Business Innovation

October 14, 2025

VUMC researchers awarded $2 million to expand AI-powered medical record abstraction

The grant extension will expand applications in research, clinical trials, registries and national collaborations.

Vanderbilt University Medical Center researchers have secured a funding extension from the Advanced Research Projects Agency for Health (ARPA-H) to expand use of an artificial intelligence-guided platform for extracting and organizing critical information from unstructured clinical notes and reports in medical records.

The Democratized AI-Guided Chart Abstraction Platform (DAGCAP) project has received a one-year extension of its ARPA-H award to three years (2024-2027), adding $2 million in funding for a total of just under $4 million.

Led by Daniel Fabbri, PhD, associate professor of Biomedical Informatics, and Christine Micheel, PhD, research assistant professor of Medicine in the Division of Hematology and Oncology, the DAGCAP technology has since spun out into a commercial venture, Brim Analytics, where it has seen rapid growth and adoption.

*DATA SHOWN:*

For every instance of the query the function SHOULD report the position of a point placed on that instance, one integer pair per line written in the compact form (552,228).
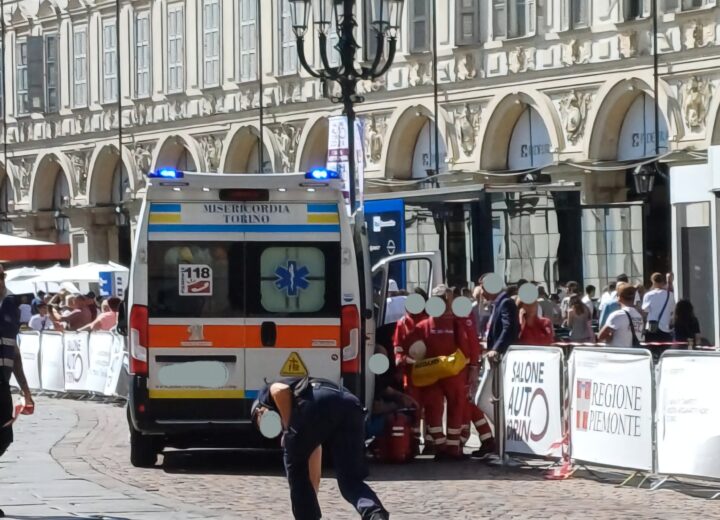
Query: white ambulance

*EXERCISE SET:*
a: In the DAGCAP article, how many years does the ARPA-H award cover after the extension?
b: Name every area where the DAGCAP article says the grant extension will expand applications.
c: Pick up the DAGCAP article after its last sentence and write the next paragraph.
The listing has nothing to do with the work here.

*LIST OF ANSWERS:*
a: Three years, from 2024 to 2027.

b: Research, clinical trials, registries and national collaborations.

c:
Over the past year, more than 120 research and clinical teams at VUMC have leveraged Brim through the Vanderbilt Institute for Clinical and Translational Research (VICTR) core service to perform chart abstraction for a wide range of uses, from surgical planning and cancer registries to orthopedic research.

“Brim has quickly become part of our intelligence system infrastructure at Vanderbilt,” said Neal Patel, MD, MPH, chief informatics officer at VUMC. “It provides a secure and effective way for our faculty and staff to harness large language models for chart abstraction. We’re seeing impact both in advancing research and in improving operational efficiency.”

Brim’s reach now extends well beyond Vanderbilt. The software is being used at health care institutions nationwide to support clinical research, cancer registries, maternal health initiatives and other projects. As part of ARPA-H’s Biomedical Data Fabric Toolbox program, Brim is contributing to a broader effort to make data within clinical notes more accessible to researchers, staff and health care operations teams.

Fabbri said the funding will allow DAGCAP and Brim to expand their focus on clinical trial pre-screening, clinical workflows, registry abstraction and retrospective research across diverse care settings.

“This extension underscores both the promise and the proven impact of our work,” said Fabbri. “We are excited to continue collaboration across Vanderbilt, ARPA-H and other deployment sites to accelerate research and improve patient care through AI-powered chart abstraction.”